GIVEN REQUEST: From the passage on widowhood below, list every circumstance in which, according to the text, servants become objects of suspicion.

BEGIN DOCUMENT EXCERPT

He, my first spouse, has robbed me of my loves. So be it: let him keep them in the tomb.

If common glass is worth so much, what must be the value of a pearl of price? If in deference to a law of nature a Gentile widow can condemn all sensual indulgence, what must we expect from a Christian widow who owes her chastity not to one who is dead but to one with whom she shall reign in heaven?

8. Do not, I pray you, regard these general remarks—applying as they do to all young women—as intended to insult you or to take you to task. I write in a spirit of apprehension, yet pray that you may never know the nature of my fears. A woman's reputation is a tender plant; it is like a fair flower which withers at the slightest blast and fades away at the first breath of wind. Especially is this so when she is of an age to fall into temptation and the authority of a husband is wanting to her. For the very shadow of a husband is a wife's safeguard. What has a widow to do with a large household or with troops of retainers? As servants, it is true, she must not despise them, but as men she ought to blush before them. If a grand establishment requires such domestics, let her at least set over them an old man of spotless morals whose dignity may guard the honour of his mistress. I know of many widows who, although they live with closed doors, have not escaped the imputation of too great intimacy with their servants. These latter become objects of suspicion when they dress above their degree, or when they are stout and sleek, or when they are of an age inclined to passion, or when knowledge of the favour in which they are secretly held betrays itself in a too confident demeanour. For such pride, however carefully concealed, is sure to break out in a contempt for fellow- servants as servants. I make these seemingly superfluous remarks that you may keep your heart with all diligence and guard against every scandal that may be broached concerning you.

END DOCUMENT EXCERPT
BEGIN INFORMATION PROVIDED

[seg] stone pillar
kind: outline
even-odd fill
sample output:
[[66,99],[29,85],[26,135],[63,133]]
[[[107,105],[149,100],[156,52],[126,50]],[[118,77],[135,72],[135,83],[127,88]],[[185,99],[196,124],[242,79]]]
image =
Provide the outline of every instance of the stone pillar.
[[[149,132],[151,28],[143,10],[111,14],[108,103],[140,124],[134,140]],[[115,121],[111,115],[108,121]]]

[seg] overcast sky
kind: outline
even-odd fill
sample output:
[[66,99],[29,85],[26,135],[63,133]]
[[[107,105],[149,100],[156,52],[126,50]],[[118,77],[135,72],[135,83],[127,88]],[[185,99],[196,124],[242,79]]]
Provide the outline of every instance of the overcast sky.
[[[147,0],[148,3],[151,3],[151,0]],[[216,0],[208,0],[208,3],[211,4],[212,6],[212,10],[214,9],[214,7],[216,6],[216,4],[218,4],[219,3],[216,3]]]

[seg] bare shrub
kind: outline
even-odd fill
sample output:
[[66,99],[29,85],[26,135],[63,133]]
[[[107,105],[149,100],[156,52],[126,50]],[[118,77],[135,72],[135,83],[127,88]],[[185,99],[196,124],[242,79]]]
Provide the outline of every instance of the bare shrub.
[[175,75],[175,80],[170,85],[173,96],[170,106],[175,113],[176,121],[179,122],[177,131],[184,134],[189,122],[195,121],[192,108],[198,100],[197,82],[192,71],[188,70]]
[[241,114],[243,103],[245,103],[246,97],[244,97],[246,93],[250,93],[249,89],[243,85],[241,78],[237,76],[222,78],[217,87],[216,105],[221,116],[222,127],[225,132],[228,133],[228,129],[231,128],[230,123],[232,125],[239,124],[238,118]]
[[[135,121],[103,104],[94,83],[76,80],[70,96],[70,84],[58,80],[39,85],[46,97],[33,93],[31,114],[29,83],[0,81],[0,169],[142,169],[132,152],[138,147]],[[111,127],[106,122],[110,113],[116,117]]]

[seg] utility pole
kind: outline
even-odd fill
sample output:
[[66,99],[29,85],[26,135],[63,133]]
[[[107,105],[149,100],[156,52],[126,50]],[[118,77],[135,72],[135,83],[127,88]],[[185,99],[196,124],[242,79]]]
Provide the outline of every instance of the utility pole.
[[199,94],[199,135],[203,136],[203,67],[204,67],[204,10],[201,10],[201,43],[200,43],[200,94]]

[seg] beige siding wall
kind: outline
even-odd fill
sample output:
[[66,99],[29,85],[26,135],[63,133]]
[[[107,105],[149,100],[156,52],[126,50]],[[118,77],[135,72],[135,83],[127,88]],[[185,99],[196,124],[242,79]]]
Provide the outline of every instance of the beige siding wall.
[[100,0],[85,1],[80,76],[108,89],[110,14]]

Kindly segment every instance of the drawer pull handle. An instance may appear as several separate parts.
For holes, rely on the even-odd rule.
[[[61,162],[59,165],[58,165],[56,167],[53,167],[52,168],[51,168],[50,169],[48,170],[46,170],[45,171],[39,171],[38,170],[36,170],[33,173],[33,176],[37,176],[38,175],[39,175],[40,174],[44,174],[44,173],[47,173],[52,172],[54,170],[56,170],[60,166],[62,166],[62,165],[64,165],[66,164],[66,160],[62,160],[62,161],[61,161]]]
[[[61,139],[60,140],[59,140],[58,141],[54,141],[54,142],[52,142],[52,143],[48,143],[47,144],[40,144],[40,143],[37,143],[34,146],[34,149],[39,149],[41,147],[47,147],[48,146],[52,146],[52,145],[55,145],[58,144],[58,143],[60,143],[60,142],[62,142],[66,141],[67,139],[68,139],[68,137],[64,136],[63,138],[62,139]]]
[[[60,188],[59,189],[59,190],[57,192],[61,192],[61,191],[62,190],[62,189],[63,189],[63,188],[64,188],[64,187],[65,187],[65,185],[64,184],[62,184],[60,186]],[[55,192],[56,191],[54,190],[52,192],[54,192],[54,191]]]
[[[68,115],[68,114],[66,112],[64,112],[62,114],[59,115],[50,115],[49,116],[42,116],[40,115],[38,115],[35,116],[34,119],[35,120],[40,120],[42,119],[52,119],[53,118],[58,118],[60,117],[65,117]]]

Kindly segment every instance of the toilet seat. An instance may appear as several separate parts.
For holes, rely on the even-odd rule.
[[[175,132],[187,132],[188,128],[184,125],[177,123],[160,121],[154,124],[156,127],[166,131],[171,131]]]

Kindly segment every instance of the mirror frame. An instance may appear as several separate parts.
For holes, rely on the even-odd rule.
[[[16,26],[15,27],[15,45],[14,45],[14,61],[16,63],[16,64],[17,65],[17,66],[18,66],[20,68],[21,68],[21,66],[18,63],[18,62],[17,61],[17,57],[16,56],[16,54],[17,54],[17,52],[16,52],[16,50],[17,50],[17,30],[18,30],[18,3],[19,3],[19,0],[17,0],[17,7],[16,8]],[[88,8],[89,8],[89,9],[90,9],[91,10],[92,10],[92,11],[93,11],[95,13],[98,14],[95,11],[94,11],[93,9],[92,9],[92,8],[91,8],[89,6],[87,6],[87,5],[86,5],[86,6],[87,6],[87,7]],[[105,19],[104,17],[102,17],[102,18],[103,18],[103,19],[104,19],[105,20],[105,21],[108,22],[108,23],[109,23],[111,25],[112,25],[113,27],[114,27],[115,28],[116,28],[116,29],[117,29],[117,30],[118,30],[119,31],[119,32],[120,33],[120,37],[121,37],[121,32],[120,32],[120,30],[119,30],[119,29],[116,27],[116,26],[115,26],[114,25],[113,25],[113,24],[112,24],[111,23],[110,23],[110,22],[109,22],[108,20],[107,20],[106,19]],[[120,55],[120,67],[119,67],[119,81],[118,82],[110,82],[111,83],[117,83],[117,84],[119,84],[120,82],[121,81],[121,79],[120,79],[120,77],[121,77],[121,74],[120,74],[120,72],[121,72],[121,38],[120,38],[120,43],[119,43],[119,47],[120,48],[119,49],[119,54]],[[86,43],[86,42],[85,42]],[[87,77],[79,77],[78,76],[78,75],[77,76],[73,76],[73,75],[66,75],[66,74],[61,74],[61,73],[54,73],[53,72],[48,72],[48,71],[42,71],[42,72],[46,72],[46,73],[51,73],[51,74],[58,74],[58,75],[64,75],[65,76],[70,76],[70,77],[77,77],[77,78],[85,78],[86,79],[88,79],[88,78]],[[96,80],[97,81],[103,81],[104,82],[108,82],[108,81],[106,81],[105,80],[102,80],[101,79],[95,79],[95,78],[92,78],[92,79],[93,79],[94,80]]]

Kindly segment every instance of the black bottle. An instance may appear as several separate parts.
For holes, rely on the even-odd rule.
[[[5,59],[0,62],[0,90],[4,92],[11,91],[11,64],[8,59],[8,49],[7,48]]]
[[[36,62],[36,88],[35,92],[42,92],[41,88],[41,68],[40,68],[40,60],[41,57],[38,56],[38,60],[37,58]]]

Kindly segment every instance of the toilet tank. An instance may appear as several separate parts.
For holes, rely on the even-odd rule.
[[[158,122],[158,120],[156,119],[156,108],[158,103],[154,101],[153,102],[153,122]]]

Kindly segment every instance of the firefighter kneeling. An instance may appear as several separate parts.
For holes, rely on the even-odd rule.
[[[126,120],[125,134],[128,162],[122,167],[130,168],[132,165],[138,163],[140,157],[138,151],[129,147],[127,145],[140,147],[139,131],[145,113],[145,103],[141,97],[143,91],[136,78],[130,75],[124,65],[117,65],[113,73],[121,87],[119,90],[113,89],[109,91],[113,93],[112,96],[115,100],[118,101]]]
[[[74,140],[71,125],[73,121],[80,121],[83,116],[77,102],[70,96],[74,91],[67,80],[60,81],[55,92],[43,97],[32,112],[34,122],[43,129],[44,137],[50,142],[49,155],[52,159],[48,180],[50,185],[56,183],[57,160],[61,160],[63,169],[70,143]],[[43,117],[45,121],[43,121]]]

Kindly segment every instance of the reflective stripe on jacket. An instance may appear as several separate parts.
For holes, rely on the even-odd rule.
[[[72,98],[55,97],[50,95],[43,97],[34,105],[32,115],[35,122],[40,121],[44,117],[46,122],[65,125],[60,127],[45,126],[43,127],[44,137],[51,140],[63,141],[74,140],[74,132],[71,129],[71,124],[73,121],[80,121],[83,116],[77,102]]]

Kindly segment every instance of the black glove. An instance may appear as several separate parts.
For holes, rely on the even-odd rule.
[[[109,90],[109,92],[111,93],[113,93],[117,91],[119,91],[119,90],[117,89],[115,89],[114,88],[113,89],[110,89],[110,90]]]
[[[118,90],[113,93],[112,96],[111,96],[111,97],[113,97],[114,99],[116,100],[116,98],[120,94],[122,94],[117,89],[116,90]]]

END INFORMATION PROVIDED

RESULT:
- When they dress above their degree
- When they are stout and sleek
- When they are of an age inclined to passion
- When knowledge of the favor in which they are secretly held betrays itself in a too confident demeanor